Saved entries:
+++++
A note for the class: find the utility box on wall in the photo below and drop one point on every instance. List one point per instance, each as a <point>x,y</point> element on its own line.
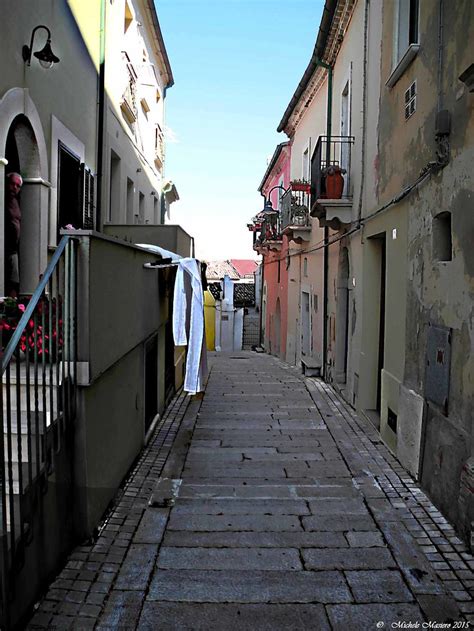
<point>438,366</point>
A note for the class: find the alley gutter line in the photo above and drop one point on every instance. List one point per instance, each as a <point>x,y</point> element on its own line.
<point>336,404</point>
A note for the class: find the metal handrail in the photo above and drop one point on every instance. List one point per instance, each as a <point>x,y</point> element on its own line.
<point>35,298</point>
<point>37,406</point>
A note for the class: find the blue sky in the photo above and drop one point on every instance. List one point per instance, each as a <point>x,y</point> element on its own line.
<point>236,65</point>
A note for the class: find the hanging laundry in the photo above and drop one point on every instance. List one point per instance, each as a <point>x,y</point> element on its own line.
<point>188,322</point>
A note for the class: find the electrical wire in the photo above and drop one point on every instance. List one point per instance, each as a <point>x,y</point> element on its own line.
<point>426,172</point>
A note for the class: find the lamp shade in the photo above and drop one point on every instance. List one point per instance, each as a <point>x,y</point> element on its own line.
<point>46,56</point>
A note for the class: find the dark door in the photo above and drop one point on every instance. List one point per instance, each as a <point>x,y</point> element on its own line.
<point>151,381</point>
<point>70,209</point>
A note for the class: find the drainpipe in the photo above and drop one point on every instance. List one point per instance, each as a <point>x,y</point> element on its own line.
<point>326,229</point>
<point>100,130</point>
<point>261,289</point>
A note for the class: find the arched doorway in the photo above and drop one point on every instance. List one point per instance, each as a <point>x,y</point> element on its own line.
<point>277,328</point>
<point>22,154</point>
<point>342,316</point>
<point>23,150</point>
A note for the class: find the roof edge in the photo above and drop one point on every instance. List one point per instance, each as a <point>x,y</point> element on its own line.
<point>323,33</point>
<point>161,43</point>
<point>273,161</point>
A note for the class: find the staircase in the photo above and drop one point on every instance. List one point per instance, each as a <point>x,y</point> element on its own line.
<point>37,406</point>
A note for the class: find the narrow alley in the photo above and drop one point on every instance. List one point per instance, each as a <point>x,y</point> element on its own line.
<point>268,504</point>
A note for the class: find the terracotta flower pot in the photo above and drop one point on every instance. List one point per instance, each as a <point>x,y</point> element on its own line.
<point>334,185</point>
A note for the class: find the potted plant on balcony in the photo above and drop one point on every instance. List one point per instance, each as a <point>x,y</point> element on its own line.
<point>334,181</point>
<point>300,185</point>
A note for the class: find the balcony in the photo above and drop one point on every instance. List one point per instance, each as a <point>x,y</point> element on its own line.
<point>270,236</point>
<point>128,103</point>
<point>295,219</point>
<point>331,185</point>
<point>159,147</point>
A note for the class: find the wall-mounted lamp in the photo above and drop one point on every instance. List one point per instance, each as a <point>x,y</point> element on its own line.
<point>467,77</point>
<point>45,56</point>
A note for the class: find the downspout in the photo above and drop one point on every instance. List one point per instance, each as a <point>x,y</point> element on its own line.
<point>364,113</point>
<point>261,289</point>
<point>326,229</point>
<point>100,130</point>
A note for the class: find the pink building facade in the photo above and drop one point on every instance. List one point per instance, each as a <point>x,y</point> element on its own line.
<point>274,250</point>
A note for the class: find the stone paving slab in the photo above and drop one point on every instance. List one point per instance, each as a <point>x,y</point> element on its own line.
<point>255,539</point>
<point>204,617</point>
<point>365,617</point>
<point>229,559</point>
<point>248,586</point>
<point>352,559</point>
<point>237,523</point>
<point>239,506</point>
<point>264,533</point>
<point>365,585</point>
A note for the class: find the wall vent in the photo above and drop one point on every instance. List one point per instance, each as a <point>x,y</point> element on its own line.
<point>410,101</point>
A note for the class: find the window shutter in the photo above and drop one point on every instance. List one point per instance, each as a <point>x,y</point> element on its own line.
<point>88,205</point>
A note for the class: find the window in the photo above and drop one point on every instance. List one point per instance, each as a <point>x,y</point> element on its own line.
<point>405,37</point>
<point>141,208</point>
<point>114,193</point>
<point>128,18</point>
<point>442,238</point>
<point>130,198</point>
<point>407,27</point>
<point>280,192</point>
<point>410,100</point>
<point>305,169</point>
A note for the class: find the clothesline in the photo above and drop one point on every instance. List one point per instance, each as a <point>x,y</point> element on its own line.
<point>159,265</point>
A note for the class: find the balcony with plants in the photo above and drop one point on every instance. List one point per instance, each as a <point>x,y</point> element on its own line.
<point>331,185</point>
<point>266,230</point>
<point>295,219</point>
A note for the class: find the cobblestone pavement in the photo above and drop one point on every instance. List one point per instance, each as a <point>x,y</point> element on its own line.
<point>289,513</point>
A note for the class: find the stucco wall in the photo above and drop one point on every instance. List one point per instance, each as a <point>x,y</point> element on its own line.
<point>121,306</point>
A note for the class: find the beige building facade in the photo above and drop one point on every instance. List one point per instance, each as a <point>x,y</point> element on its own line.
<point>386,262</point>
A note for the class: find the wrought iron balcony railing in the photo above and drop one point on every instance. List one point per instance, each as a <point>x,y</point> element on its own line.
<point>129,97</point>
<point>337,153</point>
<point>295,205</point>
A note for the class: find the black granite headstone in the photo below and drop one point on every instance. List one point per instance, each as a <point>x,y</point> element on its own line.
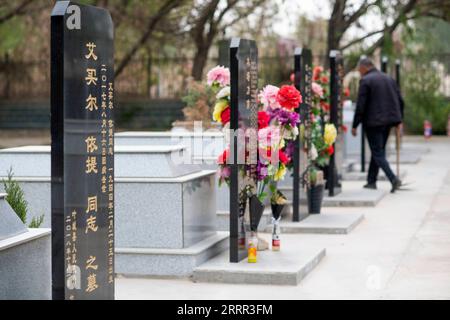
<point>363,140</point>
<point>303,83</point>
<point>336,118</point>
<point>82,128</point>
<point>384,64</point>
<point>397,73</point>
<point>243,137</point>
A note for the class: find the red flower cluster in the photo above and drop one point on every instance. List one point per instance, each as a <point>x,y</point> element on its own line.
<point>223,158</point>
<point>284,159</point>
<point>226,116</point>
<point>289,97</point>
<point>330,151</point>
<point>347,92</point>
<point>263,119</point>
<point>317,73</point>
<point>325,106</point>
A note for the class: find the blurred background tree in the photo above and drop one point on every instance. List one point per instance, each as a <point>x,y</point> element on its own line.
<point>162,45</point>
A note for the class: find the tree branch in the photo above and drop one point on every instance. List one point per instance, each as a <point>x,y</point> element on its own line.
<point>16,11</point>
<point>164,10</point>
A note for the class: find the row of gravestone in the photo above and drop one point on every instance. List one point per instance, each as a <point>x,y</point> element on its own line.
<point>129,209</point>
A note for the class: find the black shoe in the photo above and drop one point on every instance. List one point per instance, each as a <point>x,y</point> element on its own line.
<point>396,185</point>
<point>372,186</point>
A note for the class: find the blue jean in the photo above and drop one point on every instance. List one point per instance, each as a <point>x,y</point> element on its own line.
<point>378,137</point>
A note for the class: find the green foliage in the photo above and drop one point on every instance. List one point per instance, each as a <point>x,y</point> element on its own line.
<point>423,100</point>
<point>16,199</point>
<point>199,101</point>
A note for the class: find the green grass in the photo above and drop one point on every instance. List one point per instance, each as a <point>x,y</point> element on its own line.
<point>16,199</point>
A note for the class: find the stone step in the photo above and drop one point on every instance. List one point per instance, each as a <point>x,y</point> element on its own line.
<point>405,158</point>
<point>130,161</point>
<point>325,223</point>
<point>286,267</point>
<point>362,176</point>
<point>169,262</point>
<point>25,265</point>
<point>353,197</point>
+++++
Prompt = Only the pictures are to be left out; write out all the other data exactly.

Result for this task =
A note for the class: find the utility box on wall in the photo below and drop one point on every instance. List one point per instance, each as a <point>x,y</point> element on its own line.
<point>438,366</point>
A note for the class: find the alley gutter line in the photo above and drop one point on every instance. List one point per instance, each as a <point>x,y</point> element on its own line.
<point>336,404</point>
A note for the class: find the metal handrail in the photo above and drop one point on every instance. List one point per instance, each as a <point>x,y</point> element on its own line.
<point>35,298</point>
<point>37,406</point>
A note for the class: find the blue sky in the photo above and drop one point on every instance. List one point per instance, each as a <point>x,y</point> element on its own line.
<point>236,65</point>
A note for the class: find the hanging laundry in the photo above and drop one point on every instance. List one point per instance, each as a <point>x,y</point> element on its own line.
<point>188,322</point>
A note for the class: find the electrical wire in the photo above and drop one point on every instance. List one point per instance, each as a <point>x,y</point> element on its own line.
<point>426,172</point>
A note for the class: find the lamp shade in the photo above and drop one point on every instance. List one point per instance, each as a <point>x,y</point> element on its own line.
<point>46,56</point>
A note for the class: find the dark door in the photo above and drop one point on every instance. List one point per instance, each as a <point>x,y</point> element on its own line.
<point>151,381</point>
<point>70,209</point>
A note for the class: find the drainpipe in the photo above and drop one point on every instance. List one point per instance, each as a <point>x,y</point> element on its own line.
<point>326,229</point>
<point>100,130</point>
<point>261,289</point>
A note for the class: find the arched doorway in the photo above and drop one point on every instance. List one point per instance, each as a <point>x,y</point> element on its own line.
<point>277,328</point>
<point>22,154</point>
<point>342,316</point>
<point>23,150</point>
A note for the class: find the roof edge in the photo above and drop one point on every instance. List one point per instance, each as a <point>x,y</point> element on its own line.
<point>323,33</point>
<point>161,43</point>
<point>273,161</point>
A note for the class: find the staircase in the photo above and drop one point on every instance. List one point per instance, each as a <point>x,y</point> element on its own line.
<point>37,406</point>
A note for the class: find the narrow alley in the photo above and drop one point on every instance. List one point per instance, each as a <point>x,y</point> element on its own line.
<point>268,504</point>
A note for the class: find the terracotta flower pot in the photo above and drop one point on every instance. List one point per instance, each as a <point>x,y</point> element on its own line.
<point>334,185</point>
A note for the class: find the potted plant on balcony in the photo above and drop one point on every instance. List one point per instance, each as a <point>x,y</point> element on its own line.
<point>334,181</point>
<point>300,185</point>
A note for the class: find the balcony in the photo above and drop one point on every instance. List one point per instance, each as a <point>x,y</point> element on its own line.
<point>270,236</point>
<point>128,103</point>
<point>295,219</point>
<point>331,185</point>
<point>159,147</point>
A note for the class: find the wall-mounted lamp in the photo above and drop one point on every instance. List one point per instance, each as a <point>x,y</point> element on its own line.
<point>467,77</point>
<point>45,56</point>
A note for the class: find the downspout in the photo above and drop one point on every instance. List one point per instance, each as a <point>x,y</point> element on its own line.
<point>364,113</point>
<point>261,289</point>
<point>326,229</point>
<point>100,130</point>
A note for the class: find the pink building facade in the photo above and drop one point on every instance. List one point per instance, each as a <point>x,y</point> element on its own line.
<point>274,250</point>
A note for the class: find the stone paving slab in the photo above and drop one point on every instance. List one point per instance, each as a <point>x,y</point> element on its own line.
<point>255,539</point>
<point>204,617</point>
<point>365,617</point>
<point>229,559</point>
<point>248,586</point>
<point>352,559</point>
<point>237,523</point>
<point>239,506</point>
<point>264,533</point>
<point>365,585</point>
A note for the class: find the wall vent in the photo above and drop one point on every instance. List one point per instance, each as a <point>x,y</point> element on its own line.
<point>410,101</point>
A note for the class: find the window shutter in the photo above and drop one point on every instance. List one point per instance, each as a <point>x,y</point> element on its own line.
<point>88,205</point>
A note for the class: find the window in the photo above and drop one point on every instance. List one point per instance, each as a <point>x,y</point> element on its own line.
<point>405,37</point>
<point>141,208</point>
<point>114,193</point>
<point>128,18</point>
<point>442,238</point>
<point>130,198</point>
<point>407,27</point>
<point>280,192</point>
<point>410,100</point>
<point>305,169</point>
A note for the class: find the clothesline in the photo above and drop one point on every instance. List one point per instance, each as a <point>x,y</point> element on its own line.
<point>159,265</point>
A note for the class: find the balcony with plants in the photo above and drop one point on every instance. List one point per instance, each as a <point>x,y</point> element on its own line.
<point>331,185</point>
<point>266,230</point>
<point>295,219</point>
A note for the class: find the cobblestone pavement in the photo above and drop one point on every instance. List one point per instance, each as a <point>x,y</point> element on its own line.
<point>289,513</point>
A note for the class: find the stucco wall in the photo above and drop one point on every instance. List one point per instance, each as a <point>x,y</point> element on its own line.
<point>121,306</point>
A note for the class: find the beige building facade in the photo above and drop one point on every instance. List one point per instance, each as a <point>x,y</point> element on its own line.
<point>386,262</point>
A note for the class: find the wrought iron balcony railing in the photo above and drop one point on every instance. List one point per instance, each as a <point>x,y</point> element on its own line.
<point>129,97</point>
<point>337,153</point>
<point>295,205</point>
A note for the class: find the black granite headstone in the photo below and drop one point on every instance. List one point per instance, each as a <point>x,y</point> element on its own line.
<point>363,140</point>
<point>303,83</point>
<point>336,118</point>
<point>82,128</point>
<point>384,64</point>
<point>397,73</point>
<point>243,137</point>
A note for the class: find the red flower cluster in the photo above and drop one point on every instance. List one point per instance, each as a <point>x,y</point> element on its own line.
<point>223,158</point>
<point>284,159</point>
<point>226,116</point>
<point>289,97</point>
<point>330,151</point>
<point>347,92</point>
<point>263,119</point>
<point>317,73</point>
<point>325,106</point>
A note for the class: find the blurred background tree in the photo above and drop one point on every instance. List one point per instance, each as a <point>x,y</point> element on its own line.
<point>162,45</point>
A note for the class: find the tree branch in the photo above and drop one point on every instance. List one point per instance, each as a <point>x,y</point> element on its own line.
<point>16,11</point>
<point>164,10</point>
A note for the class: find the row of gravestone in the photo above and drop one point on every instance. List one point per instance, each as a <point>x,y</point> element on its own line.
<point>129,209</point>
A note for the class: find the black shoe in the photo above and drop one point on every instance. List one point per instance, each as a <point>x,y</point> element on its own line.
<point>396,185</point>
<point>372,186</point>
A note for the class: find the blue jean in the photo above and drop one point on every instance. List one point per instance, each as a <point>x,y</point> element on its own line.
<point>378,137</point>
A note for the class: find the green foliage in the photo above and drop one point on every instance. List one point per instance, each as a <point>x,y</point> element on its own line.
<point>423,100</point>
<point>16,199</point>
<point>199,101</point>
A note for the class: find the green grass in the photo above and drop one point on every instance. List one point per instance, each as a <point>x,y</point> element on its own line.
<point>16,199</point>
A note for the class: find the stone step in the photo above and drop one point on every instance. List one point per instance, each as a <point>x,y</point> element on its own line.
<point>405,158</point>
<point>130,161</point>
<point>325,223</point>
<point>286,267</point>
<point>362,176</point>
<point>169,262</point>
<point>25,265</point>
<point>353,197</point>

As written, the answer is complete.